▸ Selected text:
-=-=-

Australia | Publication | december 2024
This article was drafted in collaboration with Sophia Dikolli, Graduate.
The Minister for the Environment and Water has announced that Australia has deposited a declaration on provisional application of the 2009 amendment to Article 6 of the 1996 Protocol to the Convention on the Prevention of Marine Pollution by Dumping of Wastes and Other Matter (London Protocol). The declaration took effect on 7 November, following its receipt by the Secretary-General of the International Maritime Organization (IMO) on 28 October 2024, the same day Australia deposited its instrument of acceptance of the amendment.1
Australia is now one step closer to becoming a key player in cross-border carbon capture and storage (CCS).
Australia is a Contracting Party to the London Protocol which aims to prevent sea pollution by placing prohibitions on the dumping of wastes and other matter at sea.
The initial text of the London Protocol prohibited the cross-border transport of CO2 with the purpose of permanent geological storage. CO2 was excluded from the 'reverse list' in Annex 1 of the London Protocol, which specifies wastes and other matters that may be considered for dumping.
In 2006, the Contracting Parties to the London Protocol amended Annex 1 to include '[CO2] streams from [CO2] capture process for sequestration' (2006 Amendment). The 2006 Amendment entered into force in 2007. However, despite the 2006 Amendment allowing CO2 disposal into a sub-seabed geological formation, Article 6 still prohibited 'the export of wastes or other matter to other countries for dumping or incineration at sea.'
To overcome this barrier, in 2009, the Contracting Parties adopted an amendment to Article 6, to allow the export of CO2 streams for sub-seabed sequestration (2009 Amendment). The 2009 Amendment is yet to enter into force because it has not been ratified by two-thirds of the Contracting Parties to the London Protocol.

-=-=-

▸ Entries supplied:
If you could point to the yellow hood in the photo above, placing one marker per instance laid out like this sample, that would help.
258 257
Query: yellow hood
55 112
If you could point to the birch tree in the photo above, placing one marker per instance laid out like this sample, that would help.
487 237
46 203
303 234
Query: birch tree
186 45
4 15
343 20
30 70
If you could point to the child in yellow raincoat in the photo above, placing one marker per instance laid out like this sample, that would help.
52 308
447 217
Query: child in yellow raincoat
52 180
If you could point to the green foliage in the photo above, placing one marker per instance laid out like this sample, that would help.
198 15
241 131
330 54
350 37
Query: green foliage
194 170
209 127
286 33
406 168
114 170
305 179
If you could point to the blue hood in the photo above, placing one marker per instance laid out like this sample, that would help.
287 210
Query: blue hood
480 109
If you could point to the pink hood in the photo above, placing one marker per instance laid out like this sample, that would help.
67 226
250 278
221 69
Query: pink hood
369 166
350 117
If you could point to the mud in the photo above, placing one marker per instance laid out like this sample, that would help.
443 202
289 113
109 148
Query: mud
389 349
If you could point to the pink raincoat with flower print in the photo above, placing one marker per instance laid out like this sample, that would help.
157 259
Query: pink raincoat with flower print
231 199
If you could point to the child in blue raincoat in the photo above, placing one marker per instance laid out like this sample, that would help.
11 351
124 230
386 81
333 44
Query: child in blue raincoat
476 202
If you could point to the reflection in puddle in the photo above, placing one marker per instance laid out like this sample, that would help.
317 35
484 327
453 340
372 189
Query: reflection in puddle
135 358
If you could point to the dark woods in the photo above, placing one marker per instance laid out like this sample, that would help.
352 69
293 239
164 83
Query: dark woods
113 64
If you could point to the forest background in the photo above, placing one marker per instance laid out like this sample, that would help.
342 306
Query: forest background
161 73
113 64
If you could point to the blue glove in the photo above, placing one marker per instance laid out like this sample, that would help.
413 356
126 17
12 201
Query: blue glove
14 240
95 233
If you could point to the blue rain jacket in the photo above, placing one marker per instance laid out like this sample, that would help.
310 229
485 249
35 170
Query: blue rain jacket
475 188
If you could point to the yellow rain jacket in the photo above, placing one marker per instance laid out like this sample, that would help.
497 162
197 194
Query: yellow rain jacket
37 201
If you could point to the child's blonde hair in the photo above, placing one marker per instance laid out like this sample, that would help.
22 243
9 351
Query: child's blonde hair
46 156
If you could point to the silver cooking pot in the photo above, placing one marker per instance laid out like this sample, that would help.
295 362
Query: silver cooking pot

-=-=-

▸ What the exercise asks: According to the article above on the London Protocol, why has the 2009 Amendment not yet entered into force?

▸ Answer to the task: Two-thirds of the Contracting Parties to the London Protocol have not ratified it.